Directions for this task:
Please rename "negative clicks" to "exclusion clicks" in the material below, from its start through the line with "negative clicks: (386, 248) (45, 100)", and give those lines again with nothing else changed. Leave the picture out.

------------------------------------------------------------------------

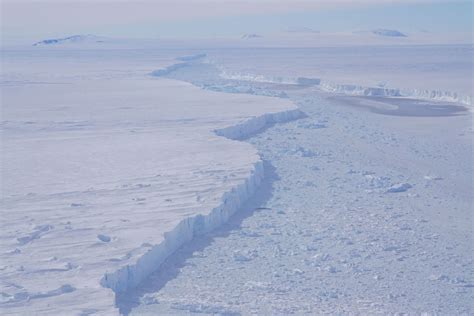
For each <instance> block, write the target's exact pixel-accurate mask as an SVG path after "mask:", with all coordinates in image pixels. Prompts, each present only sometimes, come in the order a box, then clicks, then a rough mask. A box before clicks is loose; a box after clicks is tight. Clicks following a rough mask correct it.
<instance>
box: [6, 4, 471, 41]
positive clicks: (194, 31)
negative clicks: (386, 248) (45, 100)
mask: <svg viewBox="0 0 474 316" xmlns="http://www.w3.org/2000/svg"><path fill="white" fill-rule="evenodd" d="M0 1H1V4H2V6H1V15H2V37H3V39H4V40H10V39H31V40H39V39H44V38H54V37H62V36H66V35H71V34H86V33H87V34H97V35H104V36H113V37H138V38H154V37H212V36H237V35H239V34H242V33H248V32H252V33H274V32H279V31H282V30H285V29H288V28H303V27H307V28H311V29H314V30H319V31H323V32H343V31H354V30H367V29H373V28H392V29H399V30H401V31H405V32H413V31H430V32H472V16H473V1H472V0H468V1H456V0H445V1H441V0H439V1H436V0H360V1H359V0H351V1H348V0H319V1H318V0H312V1H308V0H253V1H251V0H247V1H240V0H239V1H236V0H214V1H210V0H174V1H172V0H155V1H151V0H138V1H124V0H120V1H118V0H82V1H77V0H75V1H73V0H49V1H48V0H46V1H44V0H43V1H42V0H0Z"/></svg>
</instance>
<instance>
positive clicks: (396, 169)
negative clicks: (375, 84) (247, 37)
mask: <svg viewBox="0 0 474 316" xmlns="http://www.w3.org/2000/svg"><path fill="white" fill-rule="evenodd" d="M202 67H203V65H188V67H186V68H182V69H181V70H180V71H179V72H178V71H175V72H174V73H170V74H168V76H172V77H174V78H177V79H178V78H179V79H181V80H189V81H191V82H193V83H194V84H196V85H199V86H203V87H205V88H207V89H221V90H223V91H232V92H236V91H238V92H240V93H243V92H244V91H251V92H252V93H259V92H261V91H262V89H264V90H265V93H266V94H267V95H279V94H281V93H282V92H284V95H285V96H286V97H287V98H289V99H290V100H292V101H293V102H295V104H297V105H298V107H299V108H300V109H301V110H302V111H304V113H305V114H306V115H307V117H306V118H302V119H299V120H297V121H294V122H289V123H286V124H282V125H277V126H275V127H272V128H270V129H268V130H266V131H264V132H262V133H260V134H259V135H257V136H255V137H252V138H251V139H250V140H249V142H250V143H251V144H253V145H254V146H256V147H257V149H258V151H259V152H260V154H261V155H262V159H264V161H265V162H266V163H267V168H266V170H267V178H266V182H264V183H263V184H262V186H261V189H260V191H259V192H258V193H257V194H256V197H259V198H256V200H255V201H251V202H250V204H248V205H246V207H244V209H243V211H244V212H246V214H243V216H241V217H235V218H233V219H231V221H230V223H229V224H228V225H225V226H224V227H223V228H221V229H218V230H217V231H215V232H214V233H211V234H210V235H208V236H204V237H200V238H197V240H195V241H194V242H193V243H192V244H191V245H188V246H186V247H184V248H182V249H180V250H179V251H178V252H177V253H176V254H175V255H173V256H172V257H171V258H170V259H169V260H168V262H166V264H165V266H164V267H162V269H160V271H158V272H157V273H155V274H154V275H153V276H152V277H151V278H149V279H148V280H147V281H146V282H145V283H144V284H142V285H141V286H140V287H138V289H136V290H135V291H131V292H129V293H127V295H124V296H123V297H121V298H120V300H119V306H120V307H121V310H122V311H123V312H124V313H128V312H129V311H131V314H133V315H156V314H173V315H181V314H183V315H187V314H190V313H191V314H194V313H209V314H226V315H227V314H228V315H234V314H240V313H242V314H258V315H261V314H278V315H287V314H293V313H296V314H302V313H309V314H322V313H329V314H337V315H338V314H347V313H348V314H352V313H356V314H359V313H360V314H393V313H408V314H410V313H416V314H420V313H429V314H440V315H462V314H471V313H472V312H473V303H472V302H473V301H474V295H473V290H472V289H473V287H474V284H473V278H472V276H473V270H472V268H473V257H472V256H473V251H472V250H473V249H472V192H473V182H472V174H473V164H472V149H473V148H472V135H473V130H472V115H471V113H470V112H468V111H466V109H465V108H463V107H456V106H454V105H452V104H446V103H438V104H436V103H433V102H420V101H415V100H406V99H401V100H397V99H384V98H370V99H367V98H355V97H341V96H334V95H333V94H327V93H324V92H321V91H320V90H319V89H315V88H314V87H308V86H294V85H284V84H268V83H259V82H253V83H251V84H249V83H244V82H242V81H233V80H228V81H225V82H222V81H219V85H216V84H215V83H212V80H211V79H209V78H207V79H206V80H204V79H200V78H202V76H201V77H200V76H198V75H197V74H196V72H198V73H203V72H204V71H203V68H202ZM207 67H212V66H210V65H209V66H207ZM207 73H212V70H209V71H207ZM204 81H205V82H207V84H205V83H204ZM210 82H211V83H210ZM223 87H224V88H223ZM249 87H251V89H250V88H249ZM249 89H250V90H249ZM349 102H350V103H349ZM394 104H396V105H398V106H394ZM361 105H364V107H362V106H361ZM269 192H270V193H269ZM170 275H171V276H170Z"/></svg>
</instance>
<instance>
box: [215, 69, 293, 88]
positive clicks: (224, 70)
mask: <svg viewBox="0 0 474 316" xmlns="http://www.w3.org/2000/svg"><path fill="white" fill-rule="evenodd" d="M220 76H221V78H224V79H230V80H239V81H251V82H262V83H264V82H268V83H282V84H297V79H296V78H285V77H269V76H264V75H257V74H251V73H232V72H227V71H225V70H223V69H221V74H220Z"/></svg>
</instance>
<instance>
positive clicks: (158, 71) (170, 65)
mask: <svg viewBox="0 0 474 316" xmlns="http://www.w3.org/2000/svg"><path fill="white" fill-rule="evenodd" d="M188 65H189V63H177V64H173V65H170V66H168V67H165V68H161V69H158V70H154V71H152V72H151V75H152V76H155V77H162V76H166V75H168V74H170V73H172V72H173V71H175V70H178V69H181V68H184V67H186V66H188Z"/></svg>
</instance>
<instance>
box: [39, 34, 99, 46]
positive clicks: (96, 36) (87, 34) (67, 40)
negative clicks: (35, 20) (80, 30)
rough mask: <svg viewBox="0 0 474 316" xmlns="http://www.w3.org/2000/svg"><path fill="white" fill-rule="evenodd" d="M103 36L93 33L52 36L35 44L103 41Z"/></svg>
mask: <svg viewBox="0 0 474 316" xmlns="http://www.w3.org/2000/svg"><path fill="white" fill-rule="evenodd" d="M103 41H104V39H103V38H101V37H99V36H95V35H91V34H86V35H72V36H68V37H63V38H51V39H45V40H42V41H39V42H36V43H34V44H33V46H47V45H58V44H66V43H82V42H91V43H102V42H103Z"/></svg>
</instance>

------------------------------------------------------------------------

Task response:
For each <instance> block, write the target's exact pixel-accurate mask as an SVG path after "mask:", with all coordinates in image pixels. Prompts, each present only sometimes, come in the order a box, then clicks, then a rough mask. A box before clicks is loose; a box after clicks is tight. Clicks following a rough mask correct it.
<instance>
box: [6, 4, 471, 41]
positive clicks: (194, 31)
exclusion clicks: (386, 248) (45, 100)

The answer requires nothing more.